--- The task ---
Rewrite the part of the material that opens with the line containing "TARGET = paved road" and closes with the line containing "column 22, row 296", swapping "instance" for "occurrence" and leaving everything else unchanged.

--- Records supplied ---
····················

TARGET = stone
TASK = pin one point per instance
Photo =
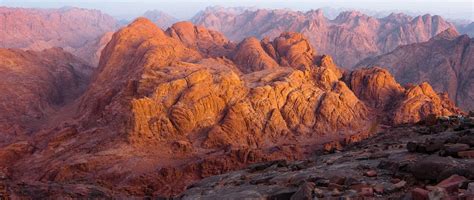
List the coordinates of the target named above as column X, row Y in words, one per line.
column 304, row 192
column 419, row 194
column 412, row 146
column 437, row 193
column 379, row 188
column 337, row 180
column 371, row 173
column 452, row 183
column 395, row 180
column 400, row 184
column 332, row 186
column 430, row 168
column 335, row 193
column 453, row 149
column 466, row 154
column 470, row 188
column 366, row 192
column 319, row 193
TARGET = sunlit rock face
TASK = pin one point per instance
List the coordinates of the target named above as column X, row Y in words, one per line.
column 166, row 108
column 445, row 61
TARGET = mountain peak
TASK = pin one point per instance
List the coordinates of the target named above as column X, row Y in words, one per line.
column 449, row 34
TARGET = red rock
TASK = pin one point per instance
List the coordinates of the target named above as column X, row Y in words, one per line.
column 160, row 99
column 452, row 183
column 419, row 194
column 371, row 173
column 466, row 154
column 379, row 189
column 395, row 180
column 408, row 65
column 366, row 192
column 160, row 18
column 400, row 184
column 76, row 30
column 333, row 186
column 369, row 36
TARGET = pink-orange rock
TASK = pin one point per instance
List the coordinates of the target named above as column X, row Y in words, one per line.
column 161, row 113
column 445, row 61
column 33, row 85
column 76, row 30
column 208, row 42
column 349, row 38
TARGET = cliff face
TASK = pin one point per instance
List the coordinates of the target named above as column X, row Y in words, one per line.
column 160, row 18
column 167, row 108
column 350, row 37
column 446, row 62
column 72, row 29
column 33, row 85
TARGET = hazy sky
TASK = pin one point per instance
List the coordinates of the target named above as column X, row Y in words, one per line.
column 184, row 9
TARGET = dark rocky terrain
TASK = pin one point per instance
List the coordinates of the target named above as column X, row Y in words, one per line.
column 432, row 160
column 446, row 61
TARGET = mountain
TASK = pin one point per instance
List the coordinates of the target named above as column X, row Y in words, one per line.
column 72, row 29
column 467, row 29
column 349, row 38
column 446, row 62
column 34, row 85
column 399, row 163
column 162, row 19
column 167, row 108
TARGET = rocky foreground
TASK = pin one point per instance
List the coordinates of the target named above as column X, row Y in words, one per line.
column 430, row 161
column 165, row 109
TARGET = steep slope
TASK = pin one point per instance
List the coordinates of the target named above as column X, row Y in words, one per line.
column 162, row 113
column 446, row 62
column 33, row 85
column 208, row 42
column 350, row 37
column 69, row 28
column 467, row 29
column 160, row 18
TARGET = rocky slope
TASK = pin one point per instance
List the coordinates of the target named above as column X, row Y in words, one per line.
column 73, row 29
column 34, row 85
column 160, row 18
column 164, row 110
column 431, row 161
column 446, row 62
column 349, row 38
column 467, row 29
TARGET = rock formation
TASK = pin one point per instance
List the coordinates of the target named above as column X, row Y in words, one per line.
column 160, row 18
column 467, row 29
column 399, row 163
column 446, row 62
column 33, row 85
column 165, row 109
column 349, row 38
column 74, row 29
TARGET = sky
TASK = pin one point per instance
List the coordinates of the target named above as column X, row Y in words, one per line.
column 185, row 9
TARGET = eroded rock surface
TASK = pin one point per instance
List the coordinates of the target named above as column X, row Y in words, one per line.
column 33, row 85
column 349, row 38
column 162, row 112
column 445, row 61
column 75, row 30
column 383, row 167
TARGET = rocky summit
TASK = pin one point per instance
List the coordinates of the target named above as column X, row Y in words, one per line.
column 349, row 37
column 76, row 30
column 431, row 160
column 446, row 61
column 166, row 108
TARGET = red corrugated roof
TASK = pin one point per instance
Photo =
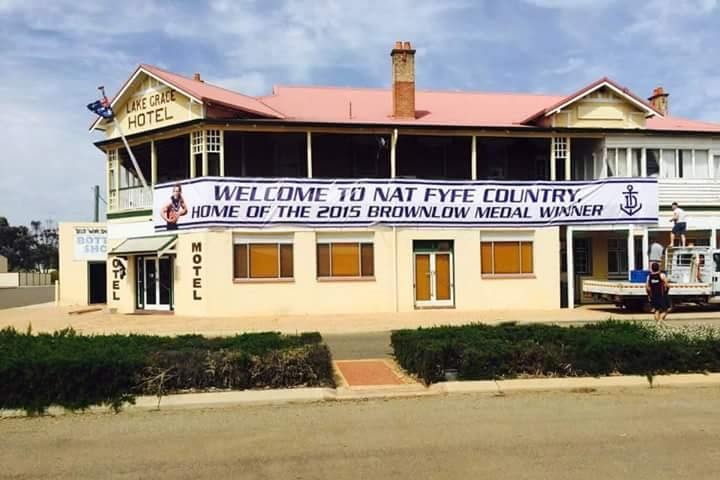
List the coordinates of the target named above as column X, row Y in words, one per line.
column 433, row 108
column 441, row 108
column 206, row 92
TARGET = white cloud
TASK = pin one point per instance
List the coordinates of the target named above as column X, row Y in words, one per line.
column 250, row 83
column 570, row 4
column 56, row 53
column 572, row 64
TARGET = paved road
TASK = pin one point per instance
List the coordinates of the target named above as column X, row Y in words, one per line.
column 634, row 434
column 22, row 296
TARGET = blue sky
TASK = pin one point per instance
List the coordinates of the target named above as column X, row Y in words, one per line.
column 55, row 54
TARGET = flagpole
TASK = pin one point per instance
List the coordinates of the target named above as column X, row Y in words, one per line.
column 132, row 157
column 106, row 103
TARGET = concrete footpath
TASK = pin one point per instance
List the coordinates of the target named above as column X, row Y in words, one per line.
column 344, row 393
column 48, row 318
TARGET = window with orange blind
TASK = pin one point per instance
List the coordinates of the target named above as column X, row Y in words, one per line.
column 262, row 260
column 506, row 258
column 345, row 259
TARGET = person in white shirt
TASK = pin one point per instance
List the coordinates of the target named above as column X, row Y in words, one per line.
column 680, row 226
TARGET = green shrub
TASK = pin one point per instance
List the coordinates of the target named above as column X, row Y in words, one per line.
column 76, row 371
column 481, row 352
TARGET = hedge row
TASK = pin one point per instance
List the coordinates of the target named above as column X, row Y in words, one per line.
column 484, row 352
column 76, row 371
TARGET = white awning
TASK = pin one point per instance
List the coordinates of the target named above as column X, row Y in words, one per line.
column 155, row 245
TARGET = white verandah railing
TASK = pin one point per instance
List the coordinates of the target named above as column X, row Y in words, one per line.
column 132, row 198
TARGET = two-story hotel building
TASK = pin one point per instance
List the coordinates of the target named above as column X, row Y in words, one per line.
column 181, row 129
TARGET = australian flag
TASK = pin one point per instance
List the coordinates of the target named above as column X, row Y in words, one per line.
column 101, row 107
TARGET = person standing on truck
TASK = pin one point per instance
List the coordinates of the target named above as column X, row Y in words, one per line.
column 657, row 288
column 680, row 226
column 655, row 253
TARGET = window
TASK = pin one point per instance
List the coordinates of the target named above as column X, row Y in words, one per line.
column 561, row 152
column 636, row 165
column 262, row 260
column 345, row 259
column 214, row 144
column 669, row 167
column 702, row 164
column 173, row 158
column 446, row 157
column 616, row 161
column 617, row 257
column 261, row 154
column 350, row 156
column 197, row 147
column 112, row 166
column 206, row 142
column 653, row 162
column 506, row 257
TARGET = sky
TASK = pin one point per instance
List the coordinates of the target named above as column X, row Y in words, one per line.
column 53, row 55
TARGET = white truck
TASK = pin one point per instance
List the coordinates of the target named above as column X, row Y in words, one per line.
column 693, row 273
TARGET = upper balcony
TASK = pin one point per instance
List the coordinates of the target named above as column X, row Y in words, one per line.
column 689, row 177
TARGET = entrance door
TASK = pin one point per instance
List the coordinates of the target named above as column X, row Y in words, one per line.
column 155, row 283
column 433, row 279
column 97, row 282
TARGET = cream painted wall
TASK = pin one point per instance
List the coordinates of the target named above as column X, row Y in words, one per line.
column 221, row 296
column 121, row 293
column 151, row 105
column 216, row 294
column 73, row 273
column 592, row 113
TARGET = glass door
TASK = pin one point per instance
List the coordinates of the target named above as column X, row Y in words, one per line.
column 155, row 283
column 434, row 279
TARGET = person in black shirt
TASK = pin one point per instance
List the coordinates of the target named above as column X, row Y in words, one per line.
column 657, row 288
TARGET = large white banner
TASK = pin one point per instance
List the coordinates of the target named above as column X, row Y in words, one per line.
column 90, row 243
column 221, row 201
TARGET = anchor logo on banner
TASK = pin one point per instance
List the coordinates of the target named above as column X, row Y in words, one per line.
column 632, row 206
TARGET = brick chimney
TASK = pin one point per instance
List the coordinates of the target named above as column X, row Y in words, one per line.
column 403, row 65
column 659, row 100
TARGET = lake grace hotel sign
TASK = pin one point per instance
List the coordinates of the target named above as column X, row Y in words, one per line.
column 332, row 203
column 149, row 110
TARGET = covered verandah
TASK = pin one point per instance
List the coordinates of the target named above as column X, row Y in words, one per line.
column 612, row 252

····················

--- Written solution ---
TARGET = paved road
TASK = pin one point per occurrence
List the coordinates of the target named above as column X, row Y in words, one per line.
column 634, row 434
column 22, row 296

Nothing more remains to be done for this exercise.